Task brief - Copy out, word for word and in full, the account below of the first month of the house build.

Passage to read -
The first month – January 2017…slowly slowly catchy monkey (what does that even mean?)

We’re nearly a month into ‘the build’… and it’s been a month of giant leaps!

Since we signed for the house on 11th Jan, we’ve had a lot of magnificent snow – so we didn’t venture over to Solignac on the first weekend. Instead, we spent it in Bas, dismantling the studio and the workshop which we had constructed in the basement here … quite emotional, there have been many precious and creative moments spent in both!  We will use all the wood and insulation for construction at the farm, and we need to set up our chantier workshop over there too of course.


So many musical moments and parties… a genuine garage band location!

First visit after signing…

Once the roads were safe, Joe and I couldn’t resist heading on over the following weekend – to ‘begin’… we took the chain saw, and hot soup and a lot of warm clothes, and went with the modest mission of cutting down the over-grown pear tree nestled too close to the house by the front door…


Look at that excitement!


The chainsaw took a little bit of starting in the cold… but once it got going there was no stopping us!


Mission accomplished!

We temporarily weather-proofed the downstairs windows with clear plastic, and left it at that for starters… slow and steady, slow and steady…


Narnia snow!

The data -
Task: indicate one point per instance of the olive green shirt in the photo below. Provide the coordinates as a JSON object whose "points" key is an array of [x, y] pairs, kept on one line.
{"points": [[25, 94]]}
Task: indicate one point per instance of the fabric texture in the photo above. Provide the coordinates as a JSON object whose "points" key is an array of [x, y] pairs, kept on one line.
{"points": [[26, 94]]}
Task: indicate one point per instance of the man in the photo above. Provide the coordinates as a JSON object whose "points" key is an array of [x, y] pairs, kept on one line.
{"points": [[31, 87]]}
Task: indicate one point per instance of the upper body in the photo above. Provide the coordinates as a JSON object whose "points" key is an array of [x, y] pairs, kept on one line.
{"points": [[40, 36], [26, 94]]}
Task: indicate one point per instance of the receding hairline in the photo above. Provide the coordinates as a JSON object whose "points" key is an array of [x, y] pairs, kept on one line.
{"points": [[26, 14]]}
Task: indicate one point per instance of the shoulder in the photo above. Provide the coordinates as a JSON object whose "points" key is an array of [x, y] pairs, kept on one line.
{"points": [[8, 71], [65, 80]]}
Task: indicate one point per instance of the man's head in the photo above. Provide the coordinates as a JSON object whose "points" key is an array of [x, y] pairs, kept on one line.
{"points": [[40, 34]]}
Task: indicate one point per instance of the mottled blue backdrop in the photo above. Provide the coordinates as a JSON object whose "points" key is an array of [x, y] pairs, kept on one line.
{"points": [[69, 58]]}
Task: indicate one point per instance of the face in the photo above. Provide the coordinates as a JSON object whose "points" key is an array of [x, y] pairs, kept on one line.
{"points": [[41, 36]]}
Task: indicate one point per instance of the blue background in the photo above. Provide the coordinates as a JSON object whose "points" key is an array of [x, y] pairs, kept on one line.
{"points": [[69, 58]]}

Completed exercise -
The first month – January 2017…slowly slowly catchy monkey (what does that even mean?)

We’re nearly a month into ‘the build’… and it’s been a month of giant leaps!

Since we signed for the house on 11th Jan, we’ve had a lot of magnificent snow – so we didn’t venture over to Solignac on the first weekend. Instead, we spent it in Bas, dismantling the studio and the workshop which we had constructed in the basement here … quite emotional, there have been many precious and creative moments spent in both!  We will use all the wood and insulation for construction at the farm, and we need to set up our chantier workshop over there too of course.


So many musical moments and parties… a genuine garage band location!

First visit after signing…

Once the roads were safe, Joe and I couldn’t resist heading on over the following weekend – to ‘begin’… we took the chain saw, and hot soup and a lot of warm clothes, and went with the modest mission of cutting down the over-grown pear tree nestled too close to the house by the front door…


Look at that excitement!


The chainsaw took a little bit of starting in the cold… but once it got going there was no stopping us!


Mission accomplished!

We temporarily weather-proofed the downstairs windows with clear plastic, and left it at that for starters… slow and steady, slow and steady…


Narnia snow!